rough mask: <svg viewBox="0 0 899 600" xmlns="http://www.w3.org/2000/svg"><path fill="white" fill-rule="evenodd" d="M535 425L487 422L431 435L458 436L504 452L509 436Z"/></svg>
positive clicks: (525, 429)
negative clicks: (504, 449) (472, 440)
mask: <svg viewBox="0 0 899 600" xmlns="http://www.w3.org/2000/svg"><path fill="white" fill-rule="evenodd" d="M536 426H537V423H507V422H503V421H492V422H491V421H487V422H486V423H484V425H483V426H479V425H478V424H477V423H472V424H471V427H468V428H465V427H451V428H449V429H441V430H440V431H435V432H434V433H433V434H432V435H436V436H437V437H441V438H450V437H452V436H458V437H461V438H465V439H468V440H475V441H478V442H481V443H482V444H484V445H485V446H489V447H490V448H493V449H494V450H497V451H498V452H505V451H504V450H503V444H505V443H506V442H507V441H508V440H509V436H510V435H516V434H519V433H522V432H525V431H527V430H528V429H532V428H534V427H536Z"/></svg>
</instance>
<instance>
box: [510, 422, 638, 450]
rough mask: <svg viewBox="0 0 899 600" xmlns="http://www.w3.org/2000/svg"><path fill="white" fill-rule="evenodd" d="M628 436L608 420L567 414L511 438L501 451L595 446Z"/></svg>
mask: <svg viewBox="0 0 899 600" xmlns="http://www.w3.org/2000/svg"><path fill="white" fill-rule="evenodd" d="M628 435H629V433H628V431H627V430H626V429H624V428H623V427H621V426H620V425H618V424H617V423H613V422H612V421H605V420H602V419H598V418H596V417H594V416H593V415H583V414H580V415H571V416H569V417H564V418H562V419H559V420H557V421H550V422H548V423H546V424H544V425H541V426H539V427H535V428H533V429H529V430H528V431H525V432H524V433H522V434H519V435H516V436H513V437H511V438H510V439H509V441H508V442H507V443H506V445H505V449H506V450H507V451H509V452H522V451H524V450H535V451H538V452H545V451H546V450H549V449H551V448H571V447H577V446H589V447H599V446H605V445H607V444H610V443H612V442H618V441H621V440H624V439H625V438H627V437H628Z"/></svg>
═══
Task objective:
Copy out every line of the listing above without any changes.

Answer:
rough mask: <svg viewBox="0 0 899 600" xmlns="http://www.w3.org/2000/svg"><path fill="white" fill-rule="evenodd" d="M535 425L487 422L431 435L458 436L504 452L509 436Z"/></svg>
positive clicks: (525, 429)
negative clicks: (504, 449) (472, 440)
mask: <svg viewBox="0 0 899 600" xmlns="http://www.w3.org/2000/svg"><path fill="white" fill-rule="evenodd" d="M536 426H537V423H507V422H503V421H492V422H491V421H487V422H486V423H484V425H483V426H479V425H478V424H477V423H472V424H471V427H468V428H465V427H451V428H449V429H441V430H440V431H435V432H434V433H433V434H432V435H436V436H437V437H441V438H450V437H452V436H458V437H461V438H465V439H468V440H475V441H478V442H481V443H482V444H484V445H485V446H489V447H490V448H493V449H494V450H497V451H498V452H505V451H504V450H503V444H505V443H506V442H507V441H508V440H509V436H510V435H516V434H519V433H522V432H525V431H527V430H528V429H532V428H534V427H536Z"/></svg>
</instance>
<instance>
box: [510, 422, 638, 450]
rough mask: <svg viewBox="0 0 899 600" xmlns="http://www.w3.org/2000/svg"><path fill="white" fill-rule="evenodd" d="M628 436L608 420L567 414L511 438L501 451L595 446Z"/></svg>
mask: <svg viewBox="0 0 899 600" xmlns="http://www.w3.org/2000/svg"><path fill="white" fill-rule="evenodd" d="M628 435H629V433H628V431H627V430H626V429H624V428H623V427H621V426H620V425H618V424H617V423H613V422H612V421H605V420H602V419H598V418H596V417H594V416H593V415H583V414H580V415H571V416H569V417H564V418H562V419H559V420H557V421H550V422H548V423H546V424H544V425H541V426H539V427H535V428H533V429H529V430H528V431H525V432H524V433H522V434H519V435H516V436H513V437H511V438H510V439H509V441H508V442H507V443H506V445H505V449H506V450H507V451H509V452H522V451H524V450H535V451H538V452H545V451H546V450H549V449H551V448H571V447H577V446H589V447H599V446H605V445H607V444H610V443H612V442H618V441H621V440H624V439H625V438H627V437H628Z"/></svg>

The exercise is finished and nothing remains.